■ WORK INSTRUCTIONS ■
Each entry below must be repeated word for word.

■ RECORDS SUPPLIED ■
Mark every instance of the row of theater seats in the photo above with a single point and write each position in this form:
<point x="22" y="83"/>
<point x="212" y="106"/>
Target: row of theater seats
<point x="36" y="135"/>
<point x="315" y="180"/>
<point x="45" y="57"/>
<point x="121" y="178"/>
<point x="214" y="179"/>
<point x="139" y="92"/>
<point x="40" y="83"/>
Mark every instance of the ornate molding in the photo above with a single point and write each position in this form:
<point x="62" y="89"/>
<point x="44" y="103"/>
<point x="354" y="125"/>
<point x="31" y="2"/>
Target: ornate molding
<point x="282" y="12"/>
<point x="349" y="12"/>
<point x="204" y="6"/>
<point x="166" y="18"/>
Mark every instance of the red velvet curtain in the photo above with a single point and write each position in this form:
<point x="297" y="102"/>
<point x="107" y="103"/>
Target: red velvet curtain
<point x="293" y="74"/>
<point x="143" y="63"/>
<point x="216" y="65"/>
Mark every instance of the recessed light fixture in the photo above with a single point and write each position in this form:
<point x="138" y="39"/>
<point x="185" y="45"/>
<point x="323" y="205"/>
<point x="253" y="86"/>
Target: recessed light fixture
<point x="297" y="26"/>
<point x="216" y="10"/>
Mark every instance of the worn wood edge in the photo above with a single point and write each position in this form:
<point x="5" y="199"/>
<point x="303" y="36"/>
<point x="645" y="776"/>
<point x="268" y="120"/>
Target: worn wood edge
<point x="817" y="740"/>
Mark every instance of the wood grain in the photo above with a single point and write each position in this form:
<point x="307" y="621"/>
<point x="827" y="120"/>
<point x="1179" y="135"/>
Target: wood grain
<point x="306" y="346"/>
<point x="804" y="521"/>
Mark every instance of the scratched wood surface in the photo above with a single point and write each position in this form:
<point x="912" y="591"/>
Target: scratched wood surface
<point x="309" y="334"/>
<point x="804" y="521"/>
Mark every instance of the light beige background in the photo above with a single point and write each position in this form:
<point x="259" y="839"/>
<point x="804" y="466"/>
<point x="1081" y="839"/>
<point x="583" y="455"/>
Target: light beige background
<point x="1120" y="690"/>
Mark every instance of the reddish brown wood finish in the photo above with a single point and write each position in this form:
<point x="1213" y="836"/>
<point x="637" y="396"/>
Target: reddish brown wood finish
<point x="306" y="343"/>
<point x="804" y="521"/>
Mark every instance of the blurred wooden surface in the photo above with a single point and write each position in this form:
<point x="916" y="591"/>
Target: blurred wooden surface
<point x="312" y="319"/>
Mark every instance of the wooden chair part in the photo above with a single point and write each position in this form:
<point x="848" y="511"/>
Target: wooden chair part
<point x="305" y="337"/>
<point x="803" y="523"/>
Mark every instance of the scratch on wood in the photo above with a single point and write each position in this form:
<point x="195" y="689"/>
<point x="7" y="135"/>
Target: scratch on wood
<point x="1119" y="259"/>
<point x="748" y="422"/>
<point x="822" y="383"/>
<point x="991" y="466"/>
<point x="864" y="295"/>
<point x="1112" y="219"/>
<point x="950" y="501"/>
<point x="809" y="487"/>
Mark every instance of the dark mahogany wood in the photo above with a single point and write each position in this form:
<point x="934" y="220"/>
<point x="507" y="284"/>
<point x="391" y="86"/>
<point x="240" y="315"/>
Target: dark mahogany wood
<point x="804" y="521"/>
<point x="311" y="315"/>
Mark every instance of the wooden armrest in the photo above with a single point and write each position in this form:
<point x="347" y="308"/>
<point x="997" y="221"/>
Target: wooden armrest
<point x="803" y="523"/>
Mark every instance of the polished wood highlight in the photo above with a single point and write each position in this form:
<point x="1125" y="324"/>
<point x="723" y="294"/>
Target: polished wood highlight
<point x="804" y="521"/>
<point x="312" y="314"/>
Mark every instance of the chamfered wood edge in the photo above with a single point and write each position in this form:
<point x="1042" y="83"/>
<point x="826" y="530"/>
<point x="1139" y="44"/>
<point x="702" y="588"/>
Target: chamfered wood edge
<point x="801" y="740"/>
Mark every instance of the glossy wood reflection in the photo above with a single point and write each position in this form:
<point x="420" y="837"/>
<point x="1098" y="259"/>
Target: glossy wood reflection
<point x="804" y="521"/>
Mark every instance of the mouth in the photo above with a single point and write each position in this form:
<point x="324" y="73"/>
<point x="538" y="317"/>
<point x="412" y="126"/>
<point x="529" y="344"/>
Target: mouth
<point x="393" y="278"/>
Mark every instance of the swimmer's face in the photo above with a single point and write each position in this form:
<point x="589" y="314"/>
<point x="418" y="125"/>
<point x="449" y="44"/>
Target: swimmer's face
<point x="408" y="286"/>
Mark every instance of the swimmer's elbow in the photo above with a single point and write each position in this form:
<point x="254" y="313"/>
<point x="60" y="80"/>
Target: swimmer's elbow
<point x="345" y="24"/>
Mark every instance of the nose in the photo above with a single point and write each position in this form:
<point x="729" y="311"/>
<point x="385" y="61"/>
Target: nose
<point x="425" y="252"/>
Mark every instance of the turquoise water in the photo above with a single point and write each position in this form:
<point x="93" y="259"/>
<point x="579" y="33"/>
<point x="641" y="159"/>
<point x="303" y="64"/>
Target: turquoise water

■ EXERCISE ANSWER ■
Mark every instance of the row of theater seats in the photo above with a single point and write each position in this form:
<point x="22" y="83"/>
<point x="212" y="106"/>
Target: row of theater seats
<point x="36" y="135"/>
<point x="315" y="180"/>
<point x="45" y="57"/>
<point x="121" y="178"/>
<point x="214" y="179"/>
<point x="139" y="92"/>
<point x="40" y="83"/>
Mark every instance of the ornate molding in the photo above with a single point and write each position in this form:
<point x="62" y="89"/>
<point x="44" y="103"/>
<point x="354" y="125"/>
<point x="31" y="2"/>
Target: ornate molding
<point x="282" y="12"/>
<point x="349" y="12"/>
<point x="204" y="6"/>
<point x="166" y="18"/>
Mark every instance of the red velvet curtain in the photo above with a single point and write each position in this form:
<point x="297" y="102"/>
<point x="107" y="103"/>
Target: red velvet curtain
<point x="293" y="74"/>
<point x="143" y="63"/>
<point x="216" y="65"/>
Mark every instance of the recessed light fixture in the photo above with a single point and write each position in this form:
<point x="138" y="39"/>
<point x="185" y="45"/>
<point x="323" y="205"/>
<point x="253" y="86"/>
Target: recessed light fixture
<point x="297" y="26"/>
<point x="216" y="10"/>
Mark every instance of the worn wood edge in the photo above with a single point and write each position in this form:
<point x="5" y="199"/>
<point x="303" y="36"/>
<point x="645" y="776"/>
<point x="268" y="120"/>
Target: worn wood edge
<point x="817" y="740"/>
Mark every instance of the wood grain in the photo above with a single point and write each position in this form:
<point x="307" y="621"/>
<point x="827" y="120"/>
<point x="1179" y="135"/>
Target: wood grain
<point x="306" y="346"/>
<point x="804" y="521"/>
Mark every instance of the scratched wood surface in the photo above with a single point and write each position in this form:
<point x="912" y="591"/>
Target: scratched wood surface
<point x="309" y="334"/>
<point x="804" y="521"/>
Mark every instance of the light beige background in the photo above with a single point and write each position in this form:
<point x="259" y="839"/>
<point x="804" y="466"/>
<point x="1081" y="839"/>
<point x="583" y="455"/>
Target: light beige background
<point x="1120" y="690"/>
Mark every instance of the reddish brown wood finish in the photo above with a single point and write each position in this form:
<point x="1213" y="836"/>
<point x="637" y="396"/>
Target: reddish brown wood finish
<point x="306" y="343"/>
<point x="804" y="521"/>
Mark every instance of the blurred wooden surface in the photo above with a single point and write each position in this form:
<point x="916" y="591"/>
Target: blurred wooden surface
<point x="312" y="319"/>
Mark every instance of the wooden chair part in the photo above with a single point and write each position in this form:
<point x="848" y="511"/>
Target: wooden chair part
<point x="305" y="337"/>
<point x="803" y="523"/>
Mark every instance of the scratch on wood in the photo above with a single point and write each position in this form:
<point x="195" y="689"/>
<point x="7" y="135"/>
Target: scratch on wood
<point x="1119" y="259"/>
<point x="748" y="422"/>
<point x="822" y="383"/>
<point x="991" y="466"/>
<point x="864" y="295"/>
<point x="1112" y="219"/>
<point x="950" y="501"/>
<point x="809" y="487"/>
Mark every instance of the dark mahogany wood in the photo above with a single point and write each position in this form:
<point x="934" y="220"/>
<point x="507" y="284"/>
<point x="391" y="86"/>
<point x="240" y="315"/>
Target: dark mahogany wood
<point x="804" y="521"/>
<point x="311" y="315"/>
Mark every instance of the wooden armrest in the photo above with a single point and write each position in this form:
<point x="347" y="308"/>
<point x="997" y="221"/>
Target: wooden armrest
<point x="803" y="523"/>
Mark every instance of the polished wood highlight in the photo above with a single point and write each position in this form:
<point x="1125" y="324"/>
<point x="723" y="294"/>
Target: polished wood highlight
<point x="804" y="521"/>
<point x="312" y="314"/>
Mark every instance of the chamfered wood edge in the photo above with a single point and write each position in this form:
<point x="1042" y="83"/>
<point x="826" y="530"/>
<point x="1139" y="44"/>
<point x="702" y="588"/>
Target: chamfered wood edge
<point x="801" y="740"/>
Mark every instance of the glossy wood reflection in the photo above with a single point and write each position in this form:
<point x="420" y="837"/>
<point x="1098" y="259"/>
Target: glossy wood reflection
<point x="804" y="521"/>
Mark every instance of the mouth in the photo above with a single point and write each position in this form:
<point x="324" y="73"/>
<point x="538" y="317"/>
<point x="412" y="126"/>
<point x="529" y="344"/>
Target: mouth
<point x="393" y="278"/>
Mark every instance of the swimmer's face in the photo above with a single point and write each position in this form:
<point x="589" y="314"/>
<point x="418" y="125"/>
<point x="449" y="44"/>
Target: swimmer's face
<point x="408" y="286"/>
Mark every instance of the swimmer's elbow in the photo above with a single point and write each position in this form:
<point x="254" y="313"/>
<point x="60" y="80"/>
Target: swimmer's elbow
<point x="345" y="24"/>
Mark every instance of the nose in the photo above with a single point and write each position in this form:
<point x="729" y="311"/>
<point x="385" y="61"/>
Target: nose
<point x="425" y="252"/>
Mark every instance of the turquoise water in the photo above with a single point and write each position in this form:
<point x="93" y="259"/>
<point x="579" y="33"/>
<point x="641" y="159"/>
<point x="303" y="64"/>
Target: turquoise water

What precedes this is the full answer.